======== Passage given
= Procopius Waldvogel =

Medieval printer (15th Century)

Procopius Waldvogel (alternative spellings: Prokop Waldvogel or Procopius Waldfogel) was a medieval printer based in Avignon. It is believed by some that he might have invented printing before Johannes Gutenberg, although Waldvogel maybe learned printing via Gutenberg. Waldvogel lived in the 15th century.

== Life ==
Waldvogel was a German living in Avignon, and was a silversmith by trade. He fled from Prague during the Hussite troubles and stayed in Lucerne, Switzerland. He moved to Avignon in 1444. In Avignon he had two students: Manaud Vitalis and Arnaud de Coselhac. Waldvogel's name appears in several contracts of that time, most notably the one in which he agrees to provide Davin de Caderousse with equipment for reproducing Hebrew texts. Waldvogel disappeared from the historical records after 1446.
================
- [Exercise tasks]
(a) Copy the Waldvogel article word for word, starting at "Procopius Waldvogel (alternative" and ending at "the 15th century.".
(b) According to the Waldvogel article, why did Waldvogel leave Prague? Answer in one to three sentences.
(c) Does the Waldvogel article support each of these statements? Answer yes or no, and quote the words that decide it.
(i) Waldvogel worked as a silversmith.
(ii) Waldvogel moved to Avignon in 1446.
(iii) Waldvogel agreed to supply Davin de Caderousse with equipment for reproducing Hebrew texts.
======== Stored data
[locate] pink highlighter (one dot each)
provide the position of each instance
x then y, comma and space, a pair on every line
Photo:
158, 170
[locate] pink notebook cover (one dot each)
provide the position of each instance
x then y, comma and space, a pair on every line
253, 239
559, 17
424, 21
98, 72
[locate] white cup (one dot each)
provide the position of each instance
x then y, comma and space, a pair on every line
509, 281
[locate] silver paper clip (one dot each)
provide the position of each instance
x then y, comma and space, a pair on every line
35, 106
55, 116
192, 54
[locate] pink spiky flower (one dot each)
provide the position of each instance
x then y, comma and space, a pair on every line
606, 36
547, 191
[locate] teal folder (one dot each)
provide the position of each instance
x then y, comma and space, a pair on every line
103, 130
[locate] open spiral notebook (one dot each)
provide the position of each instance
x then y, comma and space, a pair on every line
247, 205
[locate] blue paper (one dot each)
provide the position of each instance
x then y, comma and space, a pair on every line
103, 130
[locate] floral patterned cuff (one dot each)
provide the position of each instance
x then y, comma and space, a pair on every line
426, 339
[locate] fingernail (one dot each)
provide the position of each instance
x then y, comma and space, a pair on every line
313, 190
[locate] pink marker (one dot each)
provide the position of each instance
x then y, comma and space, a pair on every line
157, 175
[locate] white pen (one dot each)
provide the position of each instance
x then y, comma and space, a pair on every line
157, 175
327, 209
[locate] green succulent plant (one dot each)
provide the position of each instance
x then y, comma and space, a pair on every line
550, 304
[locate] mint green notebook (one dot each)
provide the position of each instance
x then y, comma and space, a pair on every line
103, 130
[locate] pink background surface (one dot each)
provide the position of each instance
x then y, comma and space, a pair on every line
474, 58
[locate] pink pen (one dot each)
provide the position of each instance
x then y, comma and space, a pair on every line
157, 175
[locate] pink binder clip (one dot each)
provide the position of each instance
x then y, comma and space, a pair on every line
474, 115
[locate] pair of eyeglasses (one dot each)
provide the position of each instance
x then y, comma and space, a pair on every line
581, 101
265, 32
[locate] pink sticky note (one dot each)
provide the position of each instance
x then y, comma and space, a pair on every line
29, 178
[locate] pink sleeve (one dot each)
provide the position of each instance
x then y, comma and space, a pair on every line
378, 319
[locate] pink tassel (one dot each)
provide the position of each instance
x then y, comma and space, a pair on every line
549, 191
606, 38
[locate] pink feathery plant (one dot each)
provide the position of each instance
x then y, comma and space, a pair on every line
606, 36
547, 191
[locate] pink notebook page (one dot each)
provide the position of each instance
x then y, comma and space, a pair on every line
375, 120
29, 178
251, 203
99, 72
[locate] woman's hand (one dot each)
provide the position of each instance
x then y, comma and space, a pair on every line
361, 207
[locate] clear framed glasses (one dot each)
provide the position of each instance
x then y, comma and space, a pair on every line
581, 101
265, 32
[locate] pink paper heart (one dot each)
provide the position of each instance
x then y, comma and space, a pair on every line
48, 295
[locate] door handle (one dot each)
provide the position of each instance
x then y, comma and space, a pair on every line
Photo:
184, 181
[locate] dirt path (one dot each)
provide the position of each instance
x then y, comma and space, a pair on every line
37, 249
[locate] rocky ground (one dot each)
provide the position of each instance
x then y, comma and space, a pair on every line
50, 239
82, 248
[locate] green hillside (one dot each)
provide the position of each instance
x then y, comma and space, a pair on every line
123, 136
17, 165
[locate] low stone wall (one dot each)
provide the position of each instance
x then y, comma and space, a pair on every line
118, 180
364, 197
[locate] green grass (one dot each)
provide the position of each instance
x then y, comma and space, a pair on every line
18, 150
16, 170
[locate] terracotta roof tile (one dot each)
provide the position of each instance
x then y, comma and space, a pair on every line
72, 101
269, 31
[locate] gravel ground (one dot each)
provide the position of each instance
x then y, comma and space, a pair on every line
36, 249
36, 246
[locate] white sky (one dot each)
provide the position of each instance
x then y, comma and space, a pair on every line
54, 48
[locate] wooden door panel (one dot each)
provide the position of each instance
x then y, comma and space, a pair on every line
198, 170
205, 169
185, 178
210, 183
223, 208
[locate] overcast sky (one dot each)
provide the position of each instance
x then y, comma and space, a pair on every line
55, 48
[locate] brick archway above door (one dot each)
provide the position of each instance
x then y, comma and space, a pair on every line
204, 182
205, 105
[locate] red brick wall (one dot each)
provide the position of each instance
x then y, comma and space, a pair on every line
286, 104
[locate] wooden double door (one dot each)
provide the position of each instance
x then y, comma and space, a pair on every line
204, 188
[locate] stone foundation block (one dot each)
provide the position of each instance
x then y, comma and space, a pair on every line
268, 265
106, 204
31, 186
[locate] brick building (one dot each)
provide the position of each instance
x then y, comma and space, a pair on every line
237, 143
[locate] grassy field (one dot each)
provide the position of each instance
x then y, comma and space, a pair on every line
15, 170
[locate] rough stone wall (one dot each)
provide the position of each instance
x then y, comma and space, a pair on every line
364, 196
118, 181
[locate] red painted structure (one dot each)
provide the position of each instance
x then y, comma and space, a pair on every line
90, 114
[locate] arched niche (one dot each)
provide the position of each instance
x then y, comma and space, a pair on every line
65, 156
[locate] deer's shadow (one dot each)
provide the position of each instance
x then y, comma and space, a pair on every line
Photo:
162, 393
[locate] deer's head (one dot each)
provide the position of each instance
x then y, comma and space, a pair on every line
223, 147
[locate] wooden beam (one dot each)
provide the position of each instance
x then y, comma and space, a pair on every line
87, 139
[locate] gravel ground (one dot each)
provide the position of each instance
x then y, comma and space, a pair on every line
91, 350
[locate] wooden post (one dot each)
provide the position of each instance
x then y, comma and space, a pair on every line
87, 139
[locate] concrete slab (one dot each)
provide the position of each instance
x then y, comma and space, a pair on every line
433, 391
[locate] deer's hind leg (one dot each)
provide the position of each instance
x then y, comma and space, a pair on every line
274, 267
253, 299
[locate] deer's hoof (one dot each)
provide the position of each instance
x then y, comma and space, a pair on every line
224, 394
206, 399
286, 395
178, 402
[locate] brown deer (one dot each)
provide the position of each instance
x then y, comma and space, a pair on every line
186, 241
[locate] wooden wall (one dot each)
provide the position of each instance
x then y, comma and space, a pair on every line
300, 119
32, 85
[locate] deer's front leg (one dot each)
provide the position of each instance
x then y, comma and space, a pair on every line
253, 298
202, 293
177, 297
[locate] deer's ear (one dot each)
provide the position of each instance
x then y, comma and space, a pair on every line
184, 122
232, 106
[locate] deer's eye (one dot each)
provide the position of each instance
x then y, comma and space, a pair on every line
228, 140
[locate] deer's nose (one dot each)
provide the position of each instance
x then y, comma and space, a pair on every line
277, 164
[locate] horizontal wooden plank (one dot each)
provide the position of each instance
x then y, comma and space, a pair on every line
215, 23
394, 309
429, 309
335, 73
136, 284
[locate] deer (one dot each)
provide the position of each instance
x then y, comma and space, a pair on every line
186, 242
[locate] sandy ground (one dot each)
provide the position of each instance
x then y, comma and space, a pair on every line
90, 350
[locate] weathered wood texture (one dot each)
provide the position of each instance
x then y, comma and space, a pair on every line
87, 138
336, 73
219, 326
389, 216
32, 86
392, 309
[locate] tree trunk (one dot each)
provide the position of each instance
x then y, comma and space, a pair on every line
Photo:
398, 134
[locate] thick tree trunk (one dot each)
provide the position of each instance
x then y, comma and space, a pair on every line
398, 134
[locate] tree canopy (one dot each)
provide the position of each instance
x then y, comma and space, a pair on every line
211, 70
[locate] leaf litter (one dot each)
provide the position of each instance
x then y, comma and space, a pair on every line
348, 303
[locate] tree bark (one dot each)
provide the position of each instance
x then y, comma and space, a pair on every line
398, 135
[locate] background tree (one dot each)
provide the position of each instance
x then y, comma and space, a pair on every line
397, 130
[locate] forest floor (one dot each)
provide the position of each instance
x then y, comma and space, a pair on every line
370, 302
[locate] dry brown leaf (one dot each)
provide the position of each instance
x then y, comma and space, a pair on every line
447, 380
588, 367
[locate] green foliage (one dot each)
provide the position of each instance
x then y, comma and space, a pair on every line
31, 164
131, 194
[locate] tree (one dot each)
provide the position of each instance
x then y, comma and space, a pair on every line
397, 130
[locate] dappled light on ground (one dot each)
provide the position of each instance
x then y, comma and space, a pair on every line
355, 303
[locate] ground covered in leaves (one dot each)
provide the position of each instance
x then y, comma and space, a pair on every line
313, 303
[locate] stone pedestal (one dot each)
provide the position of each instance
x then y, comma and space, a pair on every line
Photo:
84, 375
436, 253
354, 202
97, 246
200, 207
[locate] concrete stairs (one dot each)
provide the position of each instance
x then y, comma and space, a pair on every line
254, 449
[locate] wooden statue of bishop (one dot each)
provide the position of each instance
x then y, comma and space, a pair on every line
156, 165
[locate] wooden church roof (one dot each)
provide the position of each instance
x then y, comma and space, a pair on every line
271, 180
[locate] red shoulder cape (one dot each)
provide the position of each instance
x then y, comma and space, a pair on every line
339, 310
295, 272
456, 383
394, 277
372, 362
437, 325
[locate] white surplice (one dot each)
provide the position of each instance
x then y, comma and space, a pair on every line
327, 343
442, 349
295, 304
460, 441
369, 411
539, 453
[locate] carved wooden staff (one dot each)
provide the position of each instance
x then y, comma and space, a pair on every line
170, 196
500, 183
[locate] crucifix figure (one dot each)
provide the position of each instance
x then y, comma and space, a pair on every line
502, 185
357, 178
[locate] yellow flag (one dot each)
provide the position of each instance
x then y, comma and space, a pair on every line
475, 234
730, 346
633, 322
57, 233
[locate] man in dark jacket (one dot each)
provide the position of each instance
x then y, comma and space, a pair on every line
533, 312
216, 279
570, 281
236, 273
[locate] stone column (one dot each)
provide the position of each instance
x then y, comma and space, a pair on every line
================
- [Solutions to the exercise]
(a)
Procopius Waldvogel (alternative spellings: Prokop Waldvogel or Procopius Waldfogel) was a medieval printer based in Avignon. It is believed by some that he might have invented printing before Johannes Gutenberg, although Waldvogel maybe learned printing via Gutenberg. Waldvogel lived in the 15th century.

(b) He fled from Prague because of the Hussite troubles. He then stayed in Lucerne, Switzerland.

(c)
(i) Yes: "was a silversmith by trade"
(ii) No: "He moved to Avignon in 1444."
(iii) Yes: "he agrees to provide Davin de Caderousse with equipment for reproducing Hebrew texts"